■ AIM OF THE TASK ■
An exact copy of the lines from the one containing "In this exercise you will indicate the ceiling fan motor" through the last line below is required; include both of those lines and no others.
==============================
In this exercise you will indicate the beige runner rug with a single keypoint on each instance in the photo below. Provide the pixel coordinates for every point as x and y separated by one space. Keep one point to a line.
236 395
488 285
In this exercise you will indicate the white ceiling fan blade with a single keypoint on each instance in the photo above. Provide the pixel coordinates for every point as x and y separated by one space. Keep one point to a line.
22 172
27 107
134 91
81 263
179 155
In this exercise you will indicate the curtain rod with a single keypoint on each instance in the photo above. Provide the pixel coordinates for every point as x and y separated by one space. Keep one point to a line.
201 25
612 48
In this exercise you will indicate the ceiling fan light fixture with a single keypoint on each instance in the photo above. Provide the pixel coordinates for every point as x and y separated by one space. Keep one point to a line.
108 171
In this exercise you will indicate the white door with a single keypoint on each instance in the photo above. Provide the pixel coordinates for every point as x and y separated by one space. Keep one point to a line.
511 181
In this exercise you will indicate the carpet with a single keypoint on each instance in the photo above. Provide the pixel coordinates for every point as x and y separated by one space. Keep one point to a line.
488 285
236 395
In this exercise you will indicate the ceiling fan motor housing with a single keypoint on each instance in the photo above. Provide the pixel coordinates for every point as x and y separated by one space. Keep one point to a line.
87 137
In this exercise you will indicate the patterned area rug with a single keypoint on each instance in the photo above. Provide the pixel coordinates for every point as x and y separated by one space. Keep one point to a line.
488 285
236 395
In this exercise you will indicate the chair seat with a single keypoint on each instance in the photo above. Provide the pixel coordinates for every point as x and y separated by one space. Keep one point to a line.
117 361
==============================
■ WRITTEN SOLUTION ■
In this exercise you will indicate the ceiling fan motor housing with a single keypoint on each instance in the photo above. Provide the pixel coordinates for every point as x and y separated by one space. Keep one point to a line.
87 137
In this exercise you will indicate the patterned area rug with a single keypoint on each instance in the photo above. Provide the pixel coordinates for every point as x and y separated by one space. Keep one point to a line.
488 285
236 395
In this exercise you will indicate the chair seat with a single keypoint on each instance in the photo above. Provide the pixel coordinates for every point as x and y separated by one space. Keep one point to a line.
117 361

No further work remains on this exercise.